* [WHAT YOU HAVE TO DO] Which lines in the entries below contain the word "paper"? Pull out every one of them.

[Excerpts from point annotation data]
##############################
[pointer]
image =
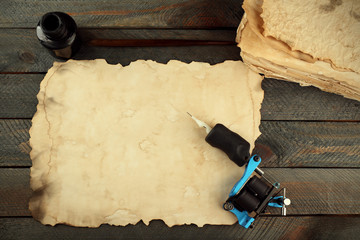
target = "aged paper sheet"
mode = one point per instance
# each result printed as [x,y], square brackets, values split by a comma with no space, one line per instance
[113,144]
[309,42]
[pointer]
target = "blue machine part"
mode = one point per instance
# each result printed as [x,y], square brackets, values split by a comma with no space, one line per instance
[250,168]
[243,217]
[275,204]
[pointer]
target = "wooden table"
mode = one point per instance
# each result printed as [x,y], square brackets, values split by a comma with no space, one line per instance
[310,141]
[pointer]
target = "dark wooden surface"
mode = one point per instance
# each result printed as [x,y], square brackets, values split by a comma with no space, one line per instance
[310,141]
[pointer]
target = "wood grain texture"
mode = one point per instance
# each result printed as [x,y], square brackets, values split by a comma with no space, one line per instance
[314,227]
[282,144]
[128,13]
[309,144]
[14,143]
[312,191]
[25,53]
[282,101]
[289,101]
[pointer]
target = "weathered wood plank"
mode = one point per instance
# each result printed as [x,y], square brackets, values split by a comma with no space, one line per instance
[312,191]
[282,144]
[134,13]
[282,101]
[20,51]
[309,144]
[289,101]
[314,227]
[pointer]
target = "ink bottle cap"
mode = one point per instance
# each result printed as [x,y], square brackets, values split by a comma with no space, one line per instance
[57,32]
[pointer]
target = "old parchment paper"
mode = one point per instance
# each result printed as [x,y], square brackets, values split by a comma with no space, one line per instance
[113,144]
[309,42]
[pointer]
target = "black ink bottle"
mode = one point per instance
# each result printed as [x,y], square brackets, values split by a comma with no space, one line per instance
[57,32]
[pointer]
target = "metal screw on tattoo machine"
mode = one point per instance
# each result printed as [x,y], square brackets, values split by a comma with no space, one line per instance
[253,193]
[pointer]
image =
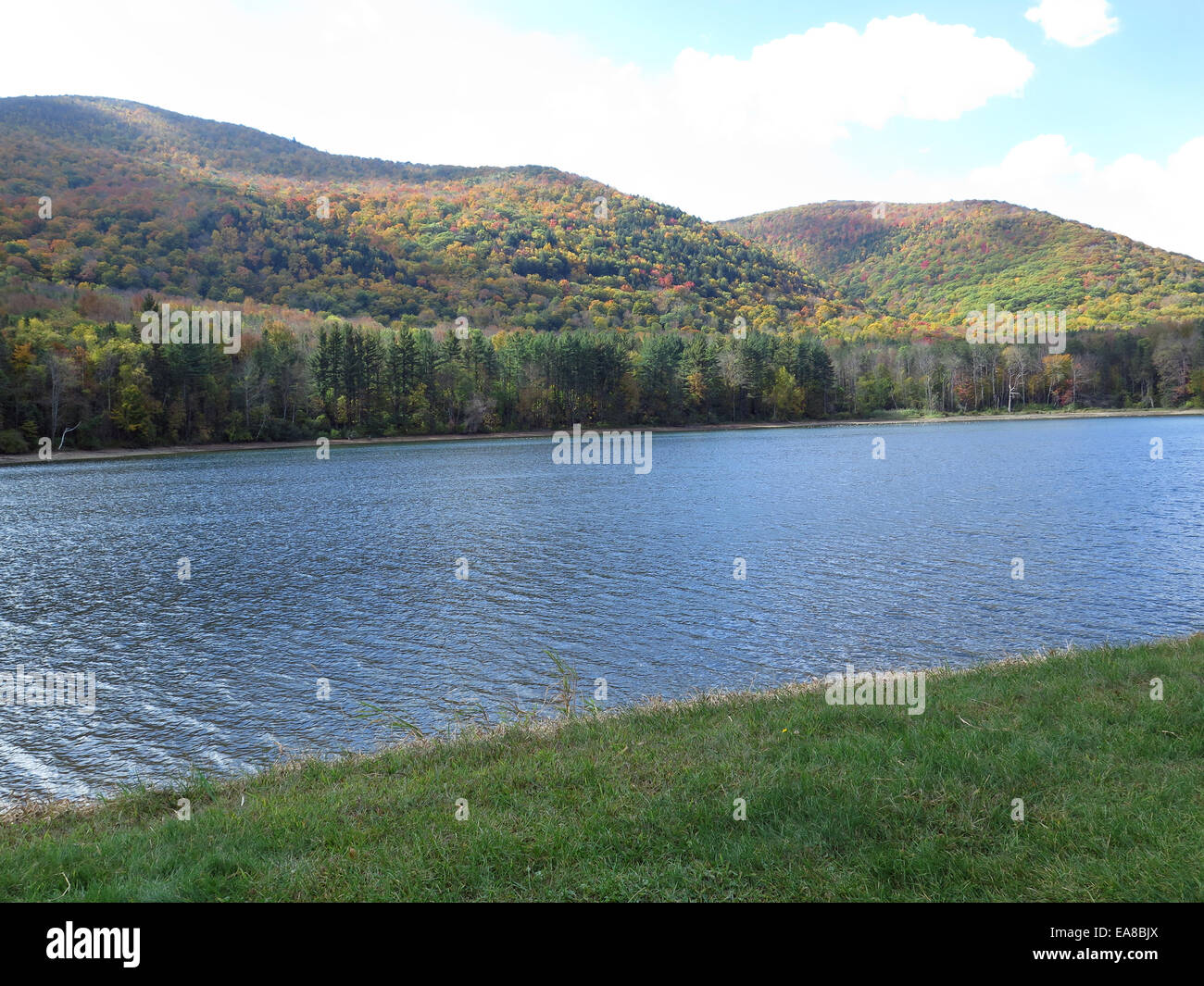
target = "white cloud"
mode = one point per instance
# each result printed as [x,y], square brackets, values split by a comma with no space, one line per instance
[1075,23]
[715,135]
[1157,203]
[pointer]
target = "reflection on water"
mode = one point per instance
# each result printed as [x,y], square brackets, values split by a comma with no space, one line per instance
[345,569]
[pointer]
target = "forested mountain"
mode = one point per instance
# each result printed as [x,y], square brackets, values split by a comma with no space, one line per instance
[935,263]
[143,199]
[392,299]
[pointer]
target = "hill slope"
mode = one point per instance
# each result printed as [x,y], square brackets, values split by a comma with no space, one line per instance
[145,199]
[946,259]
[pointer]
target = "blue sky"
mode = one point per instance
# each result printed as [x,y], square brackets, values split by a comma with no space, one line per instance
[1083,107]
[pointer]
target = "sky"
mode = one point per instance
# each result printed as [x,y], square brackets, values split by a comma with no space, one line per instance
[1086,108]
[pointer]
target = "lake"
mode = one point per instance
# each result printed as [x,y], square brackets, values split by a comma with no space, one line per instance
[347,571]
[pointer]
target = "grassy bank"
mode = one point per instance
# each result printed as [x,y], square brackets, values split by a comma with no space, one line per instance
[844,803]
[883,418]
##############################
* [RESULT OF THE TASK]
target = "aged paper sheet"
target = "old parchment paper"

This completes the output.